WHAT TO WORK ON
Take the data from its beginning through the line containing "[(146, 196), (201, 203)]", and give those lines again with every "crop scouting" replaced by "field survey" and nothing else changed. Leave out the pictures.

STORED DATA
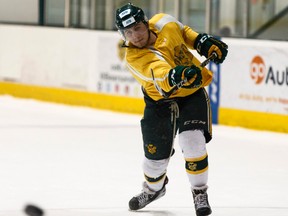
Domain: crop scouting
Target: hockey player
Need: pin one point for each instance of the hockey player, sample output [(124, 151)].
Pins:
[(157, 51)]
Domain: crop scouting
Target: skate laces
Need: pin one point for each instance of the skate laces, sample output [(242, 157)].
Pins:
[(143, 197), (201, 200)]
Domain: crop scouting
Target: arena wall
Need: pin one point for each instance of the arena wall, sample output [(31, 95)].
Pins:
[(86, 68)]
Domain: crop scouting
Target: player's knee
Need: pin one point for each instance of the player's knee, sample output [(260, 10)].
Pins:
[(193, 147), (154, 169), (192, 143)]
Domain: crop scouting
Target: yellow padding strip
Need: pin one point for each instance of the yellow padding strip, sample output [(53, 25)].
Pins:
[(196, 159), (253, 120), (197, 172), (74, 97)]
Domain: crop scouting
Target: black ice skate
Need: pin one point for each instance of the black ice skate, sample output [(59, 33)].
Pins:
[(146, 196), (201, 203)]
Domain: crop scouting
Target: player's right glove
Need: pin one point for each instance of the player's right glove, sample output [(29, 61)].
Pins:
[(206, 44), (192, 74)]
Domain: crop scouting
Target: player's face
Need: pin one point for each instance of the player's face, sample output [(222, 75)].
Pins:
[(138, 35)]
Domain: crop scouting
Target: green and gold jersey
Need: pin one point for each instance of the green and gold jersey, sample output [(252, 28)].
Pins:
[(170, 49)]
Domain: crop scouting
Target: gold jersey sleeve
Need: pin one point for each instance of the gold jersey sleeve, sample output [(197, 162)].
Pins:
[(170, 49)]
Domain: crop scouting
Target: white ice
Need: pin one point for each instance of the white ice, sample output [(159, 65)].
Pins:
[(78, 161)]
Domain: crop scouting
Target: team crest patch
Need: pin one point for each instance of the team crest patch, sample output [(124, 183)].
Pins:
[(151, 148), (192, 166)]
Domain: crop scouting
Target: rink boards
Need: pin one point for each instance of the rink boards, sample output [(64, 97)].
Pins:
[(81, 67)]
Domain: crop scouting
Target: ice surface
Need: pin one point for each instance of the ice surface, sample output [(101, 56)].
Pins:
[(77, 161)]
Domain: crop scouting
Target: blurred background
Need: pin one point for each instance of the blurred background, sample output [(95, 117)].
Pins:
[(265, 19), (69, 51)]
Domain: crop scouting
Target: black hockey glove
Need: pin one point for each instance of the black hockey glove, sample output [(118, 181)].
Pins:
[(179, 73), (206, 45)]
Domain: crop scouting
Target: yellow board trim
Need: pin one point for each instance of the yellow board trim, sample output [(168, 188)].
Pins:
[(253, 120), (74, 97)]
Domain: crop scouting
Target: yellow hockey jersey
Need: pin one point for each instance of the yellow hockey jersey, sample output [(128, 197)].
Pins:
[(170, 49)]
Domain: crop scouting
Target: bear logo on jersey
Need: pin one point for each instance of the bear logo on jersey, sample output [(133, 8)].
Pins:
[(151, 148)]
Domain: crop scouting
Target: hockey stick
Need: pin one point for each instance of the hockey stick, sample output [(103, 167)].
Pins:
[(182, 82)]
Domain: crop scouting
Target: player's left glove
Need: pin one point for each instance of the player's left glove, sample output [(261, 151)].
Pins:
[(206, 44), (179, 73)]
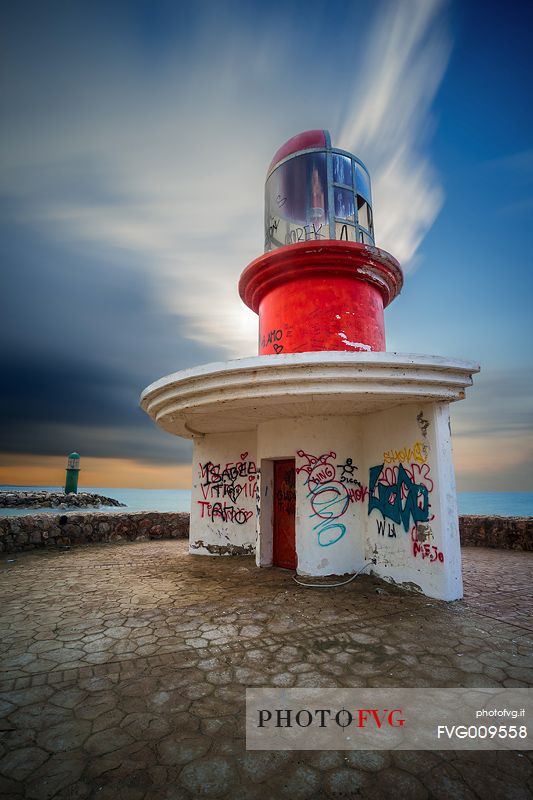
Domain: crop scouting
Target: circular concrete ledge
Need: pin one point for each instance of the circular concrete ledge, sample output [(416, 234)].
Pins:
[(239, 395)]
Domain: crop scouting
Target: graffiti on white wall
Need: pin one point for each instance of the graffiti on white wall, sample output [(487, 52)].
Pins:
[(225, 489), (331, 487)]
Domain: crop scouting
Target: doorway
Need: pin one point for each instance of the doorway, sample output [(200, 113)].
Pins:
[(284, 517)]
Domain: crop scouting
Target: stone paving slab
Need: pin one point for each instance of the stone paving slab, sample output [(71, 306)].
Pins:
[(125, 668)]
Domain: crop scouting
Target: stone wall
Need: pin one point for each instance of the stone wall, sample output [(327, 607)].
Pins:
[(40, 530), (508, 533), (22, 499)]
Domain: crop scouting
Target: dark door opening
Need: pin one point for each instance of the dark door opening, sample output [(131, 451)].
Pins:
[(284, 526)]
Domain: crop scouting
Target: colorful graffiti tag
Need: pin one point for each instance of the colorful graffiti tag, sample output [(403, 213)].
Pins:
[(328, 493), (395, 493)]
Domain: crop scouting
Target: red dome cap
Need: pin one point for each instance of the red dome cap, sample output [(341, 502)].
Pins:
[(302, 141)]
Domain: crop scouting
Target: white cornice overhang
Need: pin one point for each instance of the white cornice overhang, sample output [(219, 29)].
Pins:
[(238, 395)]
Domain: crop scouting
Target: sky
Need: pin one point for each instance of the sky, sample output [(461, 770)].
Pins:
[(134, 145)]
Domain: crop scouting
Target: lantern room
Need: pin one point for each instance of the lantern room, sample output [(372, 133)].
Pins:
[(315, 192)]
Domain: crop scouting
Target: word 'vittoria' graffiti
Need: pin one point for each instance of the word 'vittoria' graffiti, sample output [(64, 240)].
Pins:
[(236, 479), (418, 452)]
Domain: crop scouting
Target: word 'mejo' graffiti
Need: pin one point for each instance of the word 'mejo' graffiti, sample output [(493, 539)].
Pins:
[(329, 497), (399, 499)]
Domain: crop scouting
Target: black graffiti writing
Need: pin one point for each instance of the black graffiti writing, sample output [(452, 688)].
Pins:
[(304, 233), (382, 526), (224, 512)]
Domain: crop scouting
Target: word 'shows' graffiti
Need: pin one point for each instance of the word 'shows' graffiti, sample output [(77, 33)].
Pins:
[(397, 496), (233, 480), (329, 496), (418, 452)]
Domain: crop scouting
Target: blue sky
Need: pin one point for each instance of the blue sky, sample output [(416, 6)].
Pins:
[(134, 150)]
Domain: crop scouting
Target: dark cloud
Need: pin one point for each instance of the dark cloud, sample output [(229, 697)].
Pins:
[(85, 337)]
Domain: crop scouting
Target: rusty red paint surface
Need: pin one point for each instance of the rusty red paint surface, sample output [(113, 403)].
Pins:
[(284, 531), (321, 296)]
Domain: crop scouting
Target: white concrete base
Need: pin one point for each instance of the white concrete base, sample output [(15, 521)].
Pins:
[(374, 471)]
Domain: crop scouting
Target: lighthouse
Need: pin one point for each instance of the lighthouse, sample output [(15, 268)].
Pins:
[(323, 454)]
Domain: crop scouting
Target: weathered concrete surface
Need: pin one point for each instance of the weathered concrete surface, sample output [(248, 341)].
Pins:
[(125, 667)]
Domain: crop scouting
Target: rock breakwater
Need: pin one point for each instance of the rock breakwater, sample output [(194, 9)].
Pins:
[(22, 499), (42, 530)]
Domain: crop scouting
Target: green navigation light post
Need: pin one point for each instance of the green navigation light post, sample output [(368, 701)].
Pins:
[(73, 468)]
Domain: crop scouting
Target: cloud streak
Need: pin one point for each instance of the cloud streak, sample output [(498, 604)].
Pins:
[(168, 163), (389, 119)]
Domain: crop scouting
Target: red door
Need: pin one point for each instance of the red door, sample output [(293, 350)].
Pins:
[(284, 534)]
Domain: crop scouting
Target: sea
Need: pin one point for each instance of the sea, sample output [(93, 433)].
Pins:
[(504, 504)]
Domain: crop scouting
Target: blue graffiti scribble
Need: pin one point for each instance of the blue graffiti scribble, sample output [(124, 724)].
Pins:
[(329, 501), (389, 498)]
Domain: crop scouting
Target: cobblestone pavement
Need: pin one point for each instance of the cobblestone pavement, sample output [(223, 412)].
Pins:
[(125, 667)]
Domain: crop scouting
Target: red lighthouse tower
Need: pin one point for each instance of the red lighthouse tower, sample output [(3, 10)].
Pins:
[(324, 453), (321, 284)]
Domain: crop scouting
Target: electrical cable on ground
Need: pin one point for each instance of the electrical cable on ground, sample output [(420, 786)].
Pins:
[(331, 585)]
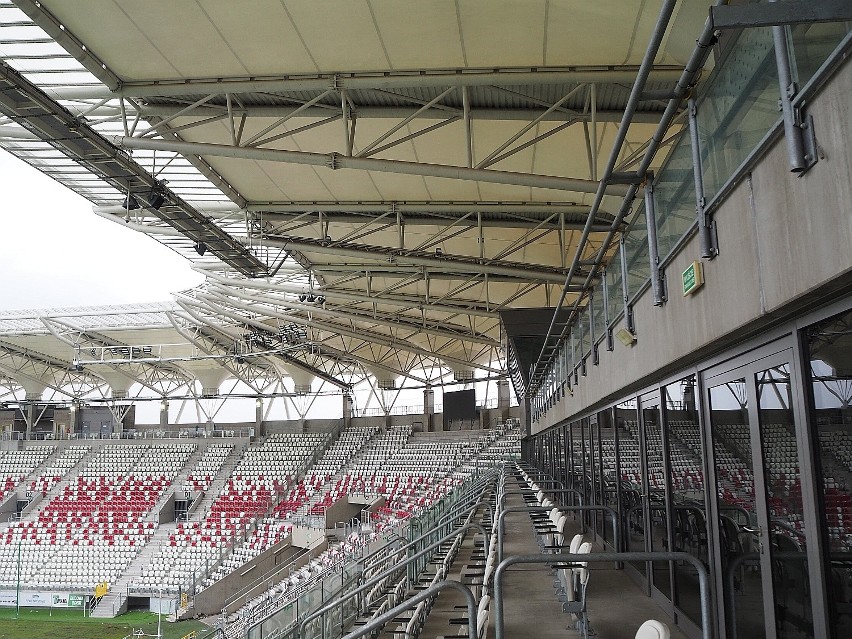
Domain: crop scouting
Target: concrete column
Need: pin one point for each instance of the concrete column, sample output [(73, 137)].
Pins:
[(347, 410), (526, 416), (258, 417), (31, 417), (502, 394), (428, 407), (164, 414)]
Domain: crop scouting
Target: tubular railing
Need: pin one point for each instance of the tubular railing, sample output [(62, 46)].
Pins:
[(504, 565)]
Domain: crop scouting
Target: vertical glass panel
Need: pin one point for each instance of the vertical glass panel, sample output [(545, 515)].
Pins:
[(829, 346), (598, 310), (812, 44), (608, 476), (655, 467), (674, 194), (793, 616), (741, 578), (740, 106), (583, 322), (613, 289), (636, 248), (629, 471), (685, 450)]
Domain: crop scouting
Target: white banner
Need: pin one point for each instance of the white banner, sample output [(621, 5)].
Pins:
[(42, 599)]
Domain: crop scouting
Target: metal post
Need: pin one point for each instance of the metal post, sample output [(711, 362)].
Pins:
[(657, 282), (792, 130), (705, 237)]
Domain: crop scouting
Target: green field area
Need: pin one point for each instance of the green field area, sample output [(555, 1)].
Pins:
[(39, 623)]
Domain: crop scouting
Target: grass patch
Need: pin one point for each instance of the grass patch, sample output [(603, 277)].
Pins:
[(39, 623)]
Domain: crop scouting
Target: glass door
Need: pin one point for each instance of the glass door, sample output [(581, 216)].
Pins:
[(761, 541), (655, 499)]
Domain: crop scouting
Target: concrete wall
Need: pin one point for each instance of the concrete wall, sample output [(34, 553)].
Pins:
[(167, 511), (784, 244), (269, 567)]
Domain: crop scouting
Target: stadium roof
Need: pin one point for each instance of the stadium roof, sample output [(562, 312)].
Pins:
[(365, 185)]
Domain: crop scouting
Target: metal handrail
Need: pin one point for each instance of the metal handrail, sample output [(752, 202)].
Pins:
[(703, 577), (501, 523), (372, 582), (381, 620), (549, 492)]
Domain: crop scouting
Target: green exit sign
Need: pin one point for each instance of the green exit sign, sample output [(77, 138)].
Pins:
[(693, 278)]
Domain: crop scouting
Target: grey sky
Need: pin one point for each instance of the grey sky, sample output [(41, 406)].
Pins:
[(55, 252)]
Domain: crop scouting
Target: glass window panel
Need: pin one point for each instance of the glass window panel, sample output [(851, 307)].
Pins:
[(586, 340), (629, 470), (829, 346), (687, 484), (674, 197), (655, 469), (793, 616), (609, 471), (636, 248), (598, 309), (735, 497), (740, 106), (812, 44), (613, 286)]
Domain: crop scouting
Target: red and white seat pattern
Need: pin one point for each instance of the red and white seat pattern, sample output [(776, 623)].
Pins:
[(15, 465)]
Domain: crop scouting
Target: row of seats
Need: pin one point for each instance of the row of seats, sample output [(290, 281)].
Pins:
[(97, 522)]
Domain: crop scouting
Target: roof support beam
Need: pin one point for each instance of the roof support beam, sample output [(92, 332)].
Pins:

EXERCISE RESPONSE
Domain: field survey
Target: hockey player
Need: pin one point for each instance of the hockey player, sample output [(124, 151)].
Pins:
[(157, 51)]
Domain: field survey
Target: skate laces
Need: pin one point for each instance of the skate laces, sample output [(242, 157)].
Pins:
[(143, 197), (201, 200)]
Domain: field survey
Target: arena wall
Need: pin one point for each instance of the arena wall, sample output [(31, 95)].
Pins:
[(86, 68)]
Domain: field survey
Target: player's knee
Need: pin one point for each instance of the player's knee, sample output [(260, 10)].
Pins:
[(193, 147), (154, 169), (192, 143)]
Domain: field survey
Target: yellow padding strip
Need: pin one point for each instance of the yellow padding strip, sample output [(53, 25)].
Pins:
[(196, 159), (253, 120), (197, 172), (74, 97)]
Domain: field survey
Target: black ice skate
Need: pin one point for each instance of the black ice skate, sample output [(59, 33)].
Pins:
[(146, 196), (201, 203)]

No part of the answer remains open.